**SOURCE EXTRACT:**
It's not for us to wonder such whys because our imagination is
usually quite limited. For example, GenericID seems an entirely
reasonable thing to me if I labelled every item I sent out (even
the coupons) with a barcode and have other relations expressing
facts about those barcodes apart from what they label. But
arguing about such specific design semantics I think is irrelevant
to basic questions of what constraint capabilities the relational
model supports.

Anyhow, the question here is not one of our imagination but rather
simply this: if it makes sense for the RM to support constraints
on relational /values/ (taken on by variables) why does it not
make sense to support constraints on relational /expressions/?
That is a question of general principle not specific design.

> If you have the means of keeping such ID's private -- this would
> necessitate making the ID's fully opaque from an outside user's point
> of view, which cannot be done in any DBMS I know of -- you might just
> be able to justify their existence as surrogates. But this is still
> stuff that requires tremendous discipline and insight into the entity
> integrity issues that need to be addressed in addition to the
> referential integrity between the surrogates. I wouldn't recommend
> going down this slippery slope unless you're *absolutely* sure you
> know what you're doing -- I haven't seen a single wider scale
> deployment which got this right and didn't suffer integrity issues in
> the long run.

Frankly I don't understand the point of the above paragraph at
all. Also I don't see how entity integrity enters into this at
all; I'm assuming we follow the sage advice of having no NULLs
to begin with; so entity integrity is non-issue.

> > Likewise attribute names for joinable attributes may be
> > different in different relations (ie needing rename).
>
> Yes. Ideally the attributes wouldn't carry just a name and a physical
> level type (e.g. string, integer) but also a semantic type/domain.
> That way the name would indicate the semantics, or role, of the
> attribute in this given relation, the domain would indicate what it
> can be joined with and where to look for the set of permissible
> values, and the syntacting type associated with the domain would tell
> how to actually store the data.

I don't think I'm talking about "physical level" types (posreps)
at all. And again, I'm not convinced of your conclusion that the
responsibility of constraining /relational/ expressions should be
shoved off to domains.

Consider Date's point that RM is orthogonal to type support.
Then what argument from principle do you have for prohibiting
the RM from defining constraints on relational expressions by
pushing that responsibility off to domain support? How would
we express the constraints in a universe with one domain?

Thanks!

KHD

Bob Badour

unread,

Oct 24, 2009, 3:13:32 PM10/24/09

to

Keith H Duggar wrote:

Domains, however, define what is or is not joinable because natural join
applies the equality comparison to attributes with like names, and
domains define equality comparisons.

**TASK REQUIREMENTS:**
In the relational-model discussion above, retype the passage that begins at the words "It's not for" and stops after the words "not specific design.".

**PROVIDED DATA:**

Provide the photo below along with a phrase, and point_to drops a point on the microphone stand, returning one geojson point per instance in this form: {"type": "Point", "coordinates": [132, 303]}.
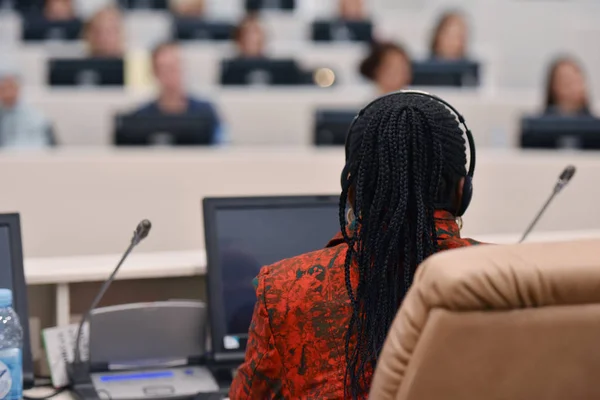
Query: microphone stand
{"type": "Point", "coordinates": [538, 216]}
{"type": "Point", "coordinates": [78, 371]}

**OUTPUT OF THE TASK:**
It's not for us to wonder such whys because our imagination is
usually quite limited. For example, GenericID seems an entirely
reasonable thing to me if I labelled every item I sent out (even
the coupons) with a barcode and have other relations expressing
facts about those barcodes apart from what they label. But
arguing about such specific design semantics I think is irrelevant
to basic questions of what constraint capabilities the relational
model supports.

Anyhow, the question here is not one of our imagination but rather
simply this: if it makes sense for the RM to support constraints
on relational /values/ (taken on by variables) why does it not
make sense to support constraints on relational /expressions/?
That is a question of general principle not specific design.